REQUIREMENTS
[1] In the article on the HIPAA Security Rule mapping, rewrite the passage from "Though the SEI" to "the CRR self-assessment.", swapping "self-assessment" for "self-guided assessment".
[2] Summarize the article on mapping the HIPAA Security Rule to the Cyber Resilience Review in two sentences.

DOCUMENT SEGMENT
SEI CERT Division Maps HIPAA Security Rule to Cyber Resilience Review
April 2, 2018 • Article

April 02, 2018—Since 2005, organizations that create, receive, transmit, and store electronic protected health information (ePHI) have been charged with safeguarding that information. This requirement was mandated by the Health Insurance Portability and Accountability Act (HIPAA) Security Rule. But in an environment of new and evolving threats, is compliance with the HIPAA Security Rule alone still good enough?

“Compliance with any legislation is a problem when it comes to fast- moving areas such as cybersecurity,” said Matthew Trevors, a member of the Cybersecurity Assurance team in the SEI’s CERT Division. “How can a static piece of legislation, like HIPAA, prepare organizations for future threats?”

To help organizations not only meet HIPAA requirements but also assess larger issues of cybersecurity preparedness and resilience, Trevors, his SEI colleague Robert Vrtis (also a member of the CERT Cybersecurity Assurance team), and Greg Porter of the Carnegie Mellon University Heinz College, recently collaborated on a mapping of the HIPAA Security Rule to the SEI Cyber Resilience Review (CRR), a no-cost, non-technical, voluntary assessment tool created by the SEI for the Department of Homeland Security (DHS). The CRR is designed to evaluate an organization’s operational resilience and cybersecurity practices. The team’s mapping of the HIPAA Security Rule to the CRR has just been published as an SEI Technical Note.

“We wanted to provide small and mid-sized organizations the ability to use a one-day, lightweight assessment tool to help them develop a plan for HIPAA Security Rule compliance and also to improve their cyber resilience,” said Vrtis. “These organizations often lack the resources to initiate comprehensive assessment programs.”

According to Vrtis, the CRR can be a useful tool for organizations preparing for a regulatory evaluation, and it is particularly useful for identifying potential gaps in their programs. “We felt it was important to emphasize that regulatory compliance alone is not sufficient to implement a robust cybersecurity management program,” he said.

By understanding these gaps, organizations can begin creating processes to improve their security and resilience. “Just as good health emerges from healthy activities, exercise, good diet, rest, and avoiding risky behaviors, so too does cyber resilience and security result from good practices, such as asset management, incident management, training, and awareness,” said Vrtis.

Though the SEI designed the CRR as a facilitated assessment, the SEI has produced a self-assessment at the request of DHS. “We would recommend a facilitated assessment with DHS,” said Vrtis, “and then use the self-assessment to monitor progress toward identified goals.” Interested organizations should visit the website for the DHS Critical Infrastructure Cyber Community Voluntary Program for information on how to request a CRR as well as where to find the CRR self-assessment.

Vrtis stressed that the Security Rule-CRR mapping is not intended as an alternative interpretation of the HIPAA Security Rule. “Our intent,” he said, “was to simplify an organization’s efforts to not only assess their compliance with the security rule but to build a comprehensive cyber resilience program.”

Records from a dataset:
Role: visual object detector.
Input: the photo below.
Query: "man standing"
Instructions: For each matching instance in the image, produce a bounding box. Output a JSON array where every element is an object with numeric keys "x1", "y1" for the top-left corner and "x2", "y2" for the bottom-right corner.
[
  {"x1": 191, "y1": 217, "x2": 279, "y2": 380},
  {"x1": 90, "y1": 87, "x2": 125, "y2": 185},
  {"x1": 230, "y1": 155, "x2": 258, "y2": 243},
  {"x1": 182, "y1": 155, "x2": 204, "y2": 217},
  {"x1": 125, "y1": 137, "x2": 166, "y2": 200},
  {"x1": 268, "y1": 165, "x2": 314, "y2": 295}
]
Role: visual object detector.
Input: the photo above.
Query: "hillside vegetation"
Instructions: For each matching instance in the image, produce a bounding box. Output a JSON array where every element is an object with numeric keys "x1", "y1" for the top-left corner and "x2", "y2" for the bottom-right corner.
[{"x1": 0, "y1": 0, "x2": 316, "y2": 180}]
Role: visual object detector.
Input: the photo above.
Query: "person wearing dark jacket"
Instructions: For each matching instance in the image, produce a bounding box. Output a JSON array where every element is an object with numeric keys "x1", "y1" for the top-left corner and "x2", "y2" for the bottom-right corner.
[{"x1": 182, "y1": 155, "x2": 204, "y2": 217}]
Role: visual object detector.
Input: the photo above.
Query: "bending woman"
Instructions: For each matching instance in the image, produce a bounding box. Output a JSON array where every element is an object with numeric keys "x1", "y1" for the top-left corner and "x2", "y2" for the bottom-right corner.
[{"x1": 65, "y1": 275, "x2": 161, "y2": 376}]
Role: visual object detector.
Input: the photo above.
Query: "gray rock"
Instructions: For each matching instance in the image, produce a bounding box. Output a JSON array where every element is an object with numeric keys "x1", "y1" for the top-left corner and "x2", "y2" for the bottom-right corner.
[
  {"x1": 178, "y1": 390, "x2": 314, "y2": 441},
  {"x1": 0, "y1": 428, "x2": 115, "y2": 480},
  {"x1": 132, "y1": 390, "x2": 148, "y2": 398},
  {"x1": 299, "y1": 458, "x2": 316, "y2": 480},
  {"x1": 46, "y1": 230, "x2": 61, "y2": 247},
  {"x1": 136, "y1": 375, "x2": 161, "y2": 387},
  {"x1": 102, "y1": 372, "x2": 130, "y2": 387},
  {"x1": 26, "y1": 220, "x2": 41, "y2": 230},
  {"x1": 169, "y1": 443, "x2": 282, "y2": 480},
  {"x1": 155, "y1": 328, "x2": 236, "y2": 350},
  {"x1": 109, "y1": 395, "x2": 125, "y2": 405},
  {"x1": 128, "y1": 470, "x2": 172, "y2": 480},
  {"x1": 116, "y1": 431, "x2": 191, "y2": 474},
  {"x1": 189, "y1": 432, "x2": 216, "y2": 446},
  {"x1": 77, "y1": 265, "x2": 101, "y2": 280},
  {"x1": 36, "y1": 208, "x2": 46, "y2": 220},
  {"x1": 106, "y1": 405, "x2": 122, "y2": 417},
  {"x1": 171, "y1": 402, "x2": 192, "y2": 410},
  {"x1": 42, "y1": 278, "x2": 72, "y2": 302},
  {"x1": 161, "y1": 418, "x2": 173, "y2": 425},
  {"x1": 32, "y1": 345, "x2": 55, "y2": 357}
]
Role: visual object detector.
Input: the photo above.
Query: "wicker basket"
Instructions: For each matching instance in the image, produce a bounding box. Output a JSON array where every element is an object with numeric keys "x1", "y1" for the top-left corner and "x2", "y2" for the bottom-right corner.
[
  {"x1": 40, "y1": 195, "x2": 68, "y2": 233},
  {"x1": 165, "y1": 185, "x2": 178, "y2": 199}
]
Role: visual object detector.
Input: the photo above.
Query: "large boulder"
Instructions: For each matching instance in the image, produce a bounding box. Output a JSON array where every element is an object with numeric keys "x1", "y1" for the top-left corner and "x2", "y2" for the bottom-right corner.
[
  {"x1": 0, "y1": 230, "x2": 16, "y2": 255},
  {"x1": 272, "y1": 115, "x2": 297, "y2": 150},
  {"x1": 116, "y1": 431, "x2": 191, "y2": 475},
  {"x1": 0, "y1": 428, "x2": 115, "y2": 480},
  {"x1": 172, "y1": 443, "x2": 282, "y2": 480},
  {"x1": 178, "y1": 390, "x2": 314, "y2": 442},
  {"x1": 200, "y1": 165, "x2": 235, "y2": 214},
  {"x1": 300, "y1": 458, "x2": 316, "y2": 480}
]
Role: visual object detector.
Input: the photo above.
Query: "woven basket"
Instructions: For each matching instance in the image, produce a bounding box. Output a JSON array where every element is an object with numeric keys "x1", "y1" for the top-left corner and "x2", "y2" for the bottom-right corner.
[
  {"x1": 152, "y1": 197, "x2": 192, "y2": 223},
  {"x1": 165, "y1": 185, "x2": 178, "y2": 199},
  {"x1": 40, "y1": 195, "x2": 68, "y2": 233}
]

RESPONSES PER TASK
[1]
Though the SEI designed the CRR as a facilitated assessment, the SEI has produced a self-guided assessment at the request of DHS. “We would recommend a facilitated assessment with DHS,” said Vrtis, “and then use the self-guided assessment to monitor progress toward identified goals.” Interested organizations should visit the website for the DHS Critical Infrastructure Cyber Community Voluntary Program for information on how to request a CRR as well as where to find the CRR self-guided assessment.

[2] Members of the SEI's CERT Division and Carnegie Mellon's Heinz College mapped the HIPAA Security Rule to the Cyber Resilience Review, a no-cost, voluntary assessment tool the SEI created for DHS to evaluate operational resilience and cybersecurity practices, and the mapping was published as an SEI Technical Note. The mapping is meant to help small and mid-sized organizations plan for HIPAA Security Rule compliance, identify gaps in their programs, and build a comprehensive cyber resilience program, because regulatory compliance alone is not sufficient.